Las impresiones que sentía entonces cuando las miraba cariñoso, no puedo apreciarlas hoy, cuando el dolor, los desengaños y el desaliento han secado en mí los manantiales de la ternura y la savia del corazón…

Pero, a pesar de ello, no soy extraño para esas encantadoras amigas de mis viejos tiempos: me conocen, y yo no las olvido. Siento viva y sin igual simpatía por ellas y por los niños, porque en unas y otros columbro fascinado un tesoro —velado hoy por la esperanza— pero patente mañana en forma de frutos y hombres útiles.

¿Pensarán las flores? Si fuere así, ¡cuán tiernas serán las ideas que bullen en sus pequeñas almas candorosas! Quizás no comprenden la metafísica, ni la lógica, ni el álgebra: mejor para ellas. Pero como no son —cual los hombres— “reyes de la creación” sino, simplemente, las “hermanas flores”, sabrán amar a Dios y luego al Sol, las lluvias, las brisas, el rocío; querrán conocerse a sí mismas, y se admirarán de que nosotros seamos sus tiranos y verdugos.

¿Sentirán acaso?  Los filósofos antiguos lo creían y pensaban que las flores se entristecen y alegran, se enfurecen y lloran. Bien pudiera ser.

*Datos proporcionados*
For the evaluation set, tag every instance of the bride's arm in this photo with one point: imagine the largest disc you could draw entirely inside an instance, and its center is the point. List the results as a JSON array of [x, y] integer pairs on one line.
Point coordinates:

*Consignas*
A) Reproduce el fragmento sobre las flores comenzando en "Pero, a pesar" y terminando en "tiranos y verdugos.".
B) Prolonga el fragmento sobre las flores a partir de su última oración.

*Resultados del ejercicio*
A)
Pero, a pesar de ello, no soy extraño para esas encantadoras amigas de mis viejos tiempos: me conocen, y yo no las olvido. Siento viva y sin igual simpatía por ellas y por los niños, porque en unas y otros columbro fascinado un tesoro —velado hoy por la esperanza— pero patente mañana en forma de frutos y hombres útiles.

¿Pensarán las flores? Si fuere así, ¡cuán tiernas serán las ideas que bullen en sus pequeñas almas candorosas! Quizás no comprenden la metafísica, ni la lógica, ni el álgebra: mejor para ellas. Pero como no son —cual los hombres— “reyes de la creación” sino, simplemente, las “hermanas flores”, sabrán amar a Dios y luego al Sol, las lluvias, las brisas, el rocío; querrán conocerse a sí mismas, y se admirarán de que nosotros seamos sus tiranos y verdugos.

B)
Yo no osaré asegurarlo porque no me consta; pero entre las maravillas y misterios de la creación, no considero que la sensación de las flores fuera lo más sorprendente y, mucho menos, un imposible. Mas si esas hechiceras criaturas poseen más o menos sensibilidad, cuánto agradecerán nuestras miradas benévolas, cuánto sufrirán con nuestro despótico desdén para con ellas, tan buenas, tan amables, tan humildes.

Y ¿hablarán las flores? No lo dudéis; pero no sabemos entenderlas, ni lo sabremos nunca. Nuestra sabiduría lleva caminos bien distintos: o inventamos armas para matar los hombres, o creamos teorías para asesinar sus almas.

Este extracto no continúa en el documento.